OVG Berlin-Brandenburg, Beschluss v. 06.08.2020 – 11 S 60/20
Die Entscheidung ist über das krude „711-Schwaben-Camping“ in Berlin hinaus bedeutsam. Sie zeigt, dass der Schutz der ganz überwiegenden Mehrheit dieses Landes und seiner Institutionen vorrangig ist gegenüber dem Recht einer kleinen aber lauten Gruppe, ihren Irrsinn in die Welt zu tragen.
Das lässt sich ohne Weiteres von den Corona-Leugnern auch auf die Klimaleugner übertragen, wobei es ohnehin große Schnittstellen gibt. Das Grundrecht Dritter auf Leben und körperliche Unversehrtheit und die grundrechtliche Schutzpflicht des Staates greifen auch hier zugunsten der großen Mehrheit der Bevölkerung ein.

════════════════

AUFGABEN »
a – Erklären Sie in ein bis drei Sätzen, weshalb sich die Entscheidung laut Lesetext auch auf Klimaleugner übertragen lässt.
b – Beantworten Sie zum Lesetext die folgenden Fragen:
(i) Welches Gericht hat den Beschluss gefasst, und an welchem Datum?
(ii) Welches Aktenzeichen trägt der Beschluss?
(iii) Auf welche Gruppe lässt sich die Entscheidung laut Text außer den Corona-Leugnern übertragen?
c – Schreiben Sie den Abschnitt des Lesetexts zwischen „OVG Berlin-Brandenburg, Beschluss“ und „Welt zu tragen.“ einschließlich wortgetreu ab.
Die Datensätze werden zur Bearbeitung nicht benötigt.

Datensätze »
════════════════

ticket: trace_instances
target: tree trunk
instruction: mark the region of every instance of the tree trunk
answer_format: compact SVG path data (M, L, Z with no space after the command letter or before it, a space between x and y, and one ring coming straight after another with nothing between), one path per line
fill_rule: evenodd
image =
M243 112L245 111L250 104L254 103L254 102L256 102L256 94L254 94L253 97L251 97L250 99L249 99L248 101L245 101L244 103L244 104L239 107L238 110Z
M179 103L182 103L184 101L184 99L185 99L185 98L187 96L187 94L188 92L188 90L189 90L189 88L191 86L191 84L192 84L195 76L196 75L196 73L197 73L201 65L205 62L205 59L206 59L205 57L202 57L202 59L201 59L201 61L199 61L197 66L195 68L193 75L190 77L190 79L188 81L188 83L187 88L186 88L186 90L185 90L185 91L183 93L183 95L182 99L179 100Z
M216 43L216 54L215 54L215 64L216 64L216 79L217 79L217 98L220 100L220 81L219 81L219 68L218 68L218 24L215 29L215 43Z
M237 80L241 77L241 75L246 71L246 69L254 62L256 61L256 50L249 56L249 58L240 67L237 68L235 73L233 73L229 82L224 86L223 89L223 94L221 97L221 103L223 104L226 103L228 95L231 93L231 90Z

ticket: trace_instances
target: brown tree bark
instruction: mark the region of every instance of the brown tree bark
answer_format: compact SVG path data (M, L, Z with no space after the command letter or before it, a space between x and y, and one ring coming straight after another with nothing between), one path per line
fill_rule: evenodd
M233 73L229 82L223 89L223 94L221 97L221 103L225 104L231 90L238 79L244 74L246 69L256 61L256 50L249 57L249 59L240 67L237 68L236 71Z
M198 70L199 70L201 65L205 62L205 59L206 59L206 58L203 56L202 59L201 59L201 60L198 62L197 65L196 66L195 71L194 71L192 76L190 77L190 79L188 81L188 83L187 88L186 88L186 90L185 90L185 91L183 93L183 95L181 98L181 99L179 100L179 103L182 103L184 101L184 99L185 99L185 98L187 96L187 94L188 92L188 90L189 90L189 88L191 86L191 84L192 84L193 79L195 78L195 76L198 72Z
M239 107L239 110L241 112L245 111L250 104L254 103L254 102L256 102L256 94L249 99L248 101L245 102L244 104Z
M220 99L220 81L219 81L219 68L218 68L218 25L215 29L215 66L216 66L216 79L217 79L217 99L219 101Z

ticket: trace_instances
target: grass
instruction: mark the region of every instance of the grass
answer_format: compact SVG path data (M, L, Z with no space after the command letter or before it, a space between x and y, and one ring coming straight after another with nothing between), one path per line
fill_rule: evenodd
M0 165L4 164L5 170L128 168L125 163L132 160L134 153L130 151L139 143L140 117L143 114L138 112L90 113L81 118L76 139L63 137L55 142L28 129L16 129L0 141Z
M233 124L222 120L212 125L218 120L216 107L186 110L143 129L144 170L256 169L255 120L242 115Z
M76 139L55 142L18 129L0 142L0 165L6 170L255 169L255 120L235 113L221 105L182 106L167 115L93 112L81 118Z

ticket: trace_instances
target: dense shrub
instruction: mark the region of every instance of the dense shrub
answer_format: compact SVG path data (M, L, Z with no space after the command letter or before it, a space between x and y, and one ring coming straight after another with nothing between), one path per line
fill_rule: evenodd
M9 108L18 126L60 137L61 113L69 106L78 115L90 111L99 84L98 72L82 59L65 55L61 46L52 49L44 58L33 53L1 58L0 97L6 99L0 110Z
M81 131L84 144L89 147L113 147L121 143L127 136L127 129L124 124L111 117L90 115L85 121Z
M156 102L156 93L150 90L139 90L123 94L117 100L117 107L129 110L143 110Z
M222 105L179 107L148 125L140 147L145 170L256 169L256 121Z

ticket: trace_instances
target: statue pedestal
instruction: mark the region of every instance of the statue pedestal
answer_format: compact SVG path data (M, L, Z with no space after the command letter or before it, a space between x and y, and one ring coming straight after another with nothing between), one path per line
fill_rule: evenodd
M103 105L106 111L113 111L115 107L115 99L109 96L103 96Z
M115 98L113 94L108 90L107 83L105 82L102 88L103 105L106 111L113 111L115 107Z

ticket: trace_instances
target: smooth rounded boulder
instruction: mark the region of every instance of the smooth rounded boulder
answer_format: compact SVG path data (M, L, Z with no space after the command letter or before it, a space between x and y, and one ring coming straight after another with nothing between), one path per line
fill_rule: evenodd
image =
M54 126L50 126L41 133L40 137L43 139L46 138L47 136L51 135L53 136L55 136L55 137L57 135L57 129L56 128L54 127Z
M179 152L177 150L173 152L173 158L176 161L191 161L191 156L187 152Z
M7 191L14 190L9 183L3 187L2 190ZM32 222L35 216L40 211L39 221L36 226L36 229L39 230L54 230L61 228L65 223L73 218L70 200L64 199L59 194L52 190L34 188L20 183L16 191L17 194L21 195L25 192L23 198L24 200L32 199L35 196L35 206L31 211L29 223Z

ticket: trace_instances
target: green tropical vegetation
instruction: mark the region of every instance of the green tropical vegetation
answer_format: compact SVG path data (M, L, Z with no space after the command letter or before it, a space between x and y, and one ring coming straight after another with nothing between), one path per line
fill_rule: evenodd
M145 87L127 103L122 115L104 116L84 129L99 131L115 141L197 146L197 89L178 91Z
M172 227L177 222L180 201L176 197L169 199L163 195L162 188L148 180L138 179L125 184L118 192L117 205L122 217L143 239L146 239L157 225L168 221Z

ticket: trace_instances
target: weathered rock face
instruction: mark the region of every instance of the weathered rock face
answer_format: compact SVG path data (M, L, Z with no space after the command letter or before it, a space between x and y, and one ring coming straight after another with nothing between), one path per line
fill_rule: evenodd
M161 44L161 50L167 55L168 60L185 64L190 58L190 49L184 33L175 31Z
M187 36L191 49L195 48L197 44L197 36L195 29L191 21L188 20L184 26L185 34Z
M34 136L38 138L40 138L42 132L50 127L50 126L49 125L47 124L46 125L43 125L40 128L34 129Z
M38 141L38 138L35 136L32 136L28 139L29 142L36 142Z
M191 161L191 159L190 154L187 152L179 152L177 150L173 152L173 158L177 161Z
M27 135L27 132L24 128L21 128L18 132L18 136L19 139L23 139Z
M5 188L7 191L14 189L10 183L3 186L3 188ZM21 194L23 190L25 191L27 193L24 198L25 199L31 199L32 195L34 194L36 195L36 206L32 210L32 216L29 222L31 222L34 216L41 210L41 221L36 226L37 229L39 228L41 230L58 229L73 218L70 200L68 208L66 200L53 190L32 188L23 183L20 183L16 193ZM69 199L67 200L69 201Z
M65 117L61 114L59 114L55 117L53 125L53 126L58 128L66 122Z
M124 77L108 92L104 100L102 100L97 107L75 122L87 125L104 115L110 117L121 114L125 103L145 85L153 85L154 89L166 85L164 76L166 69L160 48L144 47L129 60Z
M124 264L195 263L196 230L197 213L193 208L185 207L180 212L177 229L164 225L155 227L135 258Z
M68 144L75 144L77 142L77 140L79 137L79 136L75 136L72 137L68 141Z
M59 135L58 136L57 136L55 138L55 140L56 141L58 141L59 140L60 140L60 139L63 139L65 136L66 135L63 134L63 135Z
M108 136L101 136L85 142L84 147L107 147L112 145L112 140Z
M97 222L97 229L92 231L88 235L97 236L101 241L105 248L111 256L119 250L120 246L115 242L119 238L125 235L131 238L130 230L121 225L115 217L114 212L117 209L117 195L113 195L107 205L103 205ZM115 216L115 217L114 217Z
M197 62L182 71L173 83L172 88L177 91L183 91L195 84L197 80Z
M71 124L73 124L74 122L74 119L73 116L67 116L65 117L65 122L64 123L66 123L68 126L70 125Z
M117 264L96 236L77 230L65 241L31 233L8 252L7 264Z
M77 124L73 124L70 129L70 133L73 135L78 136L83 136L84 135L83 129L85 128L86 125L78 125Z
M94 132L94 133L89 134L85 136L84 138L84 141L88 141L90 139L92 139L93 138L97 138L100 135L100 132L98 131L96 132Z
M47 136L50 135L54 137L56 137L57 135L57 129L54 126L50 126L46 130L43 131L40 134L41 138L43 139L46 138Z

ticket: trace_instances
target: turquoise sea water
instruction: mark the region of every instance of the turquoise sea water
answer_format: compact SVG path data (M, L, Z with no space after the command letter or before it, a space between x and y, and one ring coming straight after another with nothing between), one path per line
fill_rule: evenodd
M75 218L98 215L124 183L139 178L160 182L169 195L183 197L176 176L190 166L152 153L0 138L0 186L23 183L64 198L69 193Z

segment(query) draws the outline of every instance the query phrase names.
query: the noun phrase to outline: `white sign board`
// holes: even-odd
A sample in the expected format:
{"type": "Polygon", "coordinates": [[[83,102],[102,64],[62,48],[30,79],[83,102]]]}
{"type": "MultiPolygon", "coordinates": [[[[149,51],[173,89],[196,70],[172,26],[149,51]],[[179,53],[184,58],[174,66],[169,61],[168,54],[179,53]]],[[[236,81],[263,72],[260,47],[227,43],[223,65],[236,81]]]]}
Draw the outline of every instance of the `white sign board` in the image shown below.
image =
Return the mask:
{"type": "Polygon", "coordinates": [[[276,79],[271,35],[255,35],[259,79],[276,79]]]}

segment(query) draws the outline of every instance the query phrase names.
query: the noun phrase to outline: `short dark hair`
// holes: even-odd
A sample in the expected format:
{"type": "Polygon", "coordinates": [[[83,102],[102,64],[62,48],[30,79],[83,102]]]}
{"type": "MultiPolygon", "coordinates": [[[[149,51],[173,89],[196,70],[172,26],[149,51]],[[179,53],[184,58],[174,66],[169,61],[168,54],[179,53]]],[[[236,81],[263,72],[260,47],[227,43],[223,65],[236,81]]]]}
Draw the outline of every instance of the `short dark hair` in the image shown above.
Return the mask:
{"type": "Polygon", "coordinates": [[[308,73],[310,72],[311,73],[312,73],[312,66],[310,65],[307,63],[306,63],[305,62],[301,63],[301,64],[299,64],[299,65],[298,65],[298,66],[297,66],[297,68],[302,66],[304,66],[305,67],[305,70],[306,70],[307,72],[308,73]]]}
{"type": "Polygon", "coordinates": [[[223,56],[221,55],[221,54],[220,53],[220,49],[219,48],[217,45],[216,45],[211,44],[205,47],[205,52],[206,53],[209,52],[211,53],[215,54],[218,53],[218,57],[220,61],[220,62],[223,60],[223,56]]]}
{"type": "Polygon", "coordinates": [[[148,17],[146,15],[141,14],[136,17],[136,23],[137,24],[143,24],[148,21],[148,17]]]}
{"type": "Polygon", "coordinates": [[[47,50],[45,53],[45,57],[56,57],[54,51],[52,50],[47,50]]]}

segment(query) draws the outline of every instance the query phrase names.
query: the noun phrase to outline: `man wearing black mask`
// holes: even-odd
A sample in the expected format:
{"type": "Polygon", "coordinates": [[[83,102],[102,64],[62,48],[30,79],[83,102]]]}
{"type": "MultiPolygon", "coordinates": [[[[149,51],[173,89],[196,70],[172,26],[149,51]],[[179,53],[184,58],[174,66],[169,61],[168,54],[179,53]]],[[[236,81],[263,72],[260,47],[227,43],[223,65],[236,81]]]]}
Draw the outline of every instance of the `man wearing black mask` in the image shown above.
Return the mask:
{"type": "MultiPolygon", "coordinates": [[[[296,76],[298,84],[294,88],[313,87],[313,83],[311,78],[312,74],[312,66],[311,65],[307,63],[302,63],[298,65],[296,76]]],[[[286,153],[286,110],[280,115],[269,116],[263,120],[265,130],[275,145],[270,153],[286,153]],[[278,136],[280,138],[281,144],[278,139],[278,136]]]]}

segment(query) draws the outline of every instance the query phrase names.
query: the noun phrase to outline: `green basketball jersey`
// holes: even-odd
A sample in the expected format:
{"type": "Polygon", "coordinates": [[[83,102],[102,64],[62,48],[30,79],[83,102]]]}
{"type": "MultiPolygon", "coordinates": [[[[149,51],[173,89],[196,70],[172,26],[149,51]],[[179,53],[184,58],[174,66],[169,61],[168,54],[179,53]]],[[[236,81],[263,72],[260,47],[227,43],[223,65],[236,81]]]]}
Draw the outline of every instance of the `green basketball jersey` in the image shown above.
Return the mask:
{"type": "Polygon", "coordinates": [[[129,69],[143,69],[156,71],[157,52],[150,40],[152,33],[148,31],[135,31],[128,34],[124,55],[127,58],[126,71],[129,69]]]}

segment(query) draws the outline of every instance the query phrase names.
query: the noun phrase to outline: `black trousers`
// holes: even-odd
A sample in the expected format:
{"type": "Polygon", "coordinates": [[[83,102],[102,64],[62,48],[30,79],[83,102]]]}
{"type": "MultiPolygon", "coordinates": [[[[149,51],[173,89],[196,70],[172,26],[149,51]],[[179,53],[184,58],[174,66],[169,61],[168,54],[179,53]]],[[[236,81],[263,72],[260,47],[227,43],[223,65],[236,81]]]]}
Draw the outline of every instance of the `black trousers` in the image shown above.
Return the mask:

════════════════

LÖSUNGEN »
a – Auch bei Klimaleugnern greifen das Grundrecht Dritter auf Leben und körperliche Unversehrtheit und die grundrechtliche Schutzpflicht des Staates zugunsten der großen Mehrheit der Bevölkerung ein. Außerdem gibt es ohnehin große Schnittstellen zwischen Corona-Leugnern und Klimaleugnern.

b –
(i) Das OVG Berlin-Brandenburg, am 06.08.2020.
(ii) 11 S 60/20.
(iii) Auf die Klimaleugner.

c –
OVG Berlin-Brandenburg, Beschluss v. 06.08.2020 – 11 S 60/20
Die Entscheidung ist über das krude „711-Schwaben-Camping“ in Berlin hinaus bedeutsam. Sie zeigt, dass der Schutz der ganz überwiegenden Mehrheit dieses Landes und seiner Institutionen vorrangig ist gegenüber dem Recht einer kleinen aber lauten Gruppe, ihren Irrsinn in die Welt zu tragen.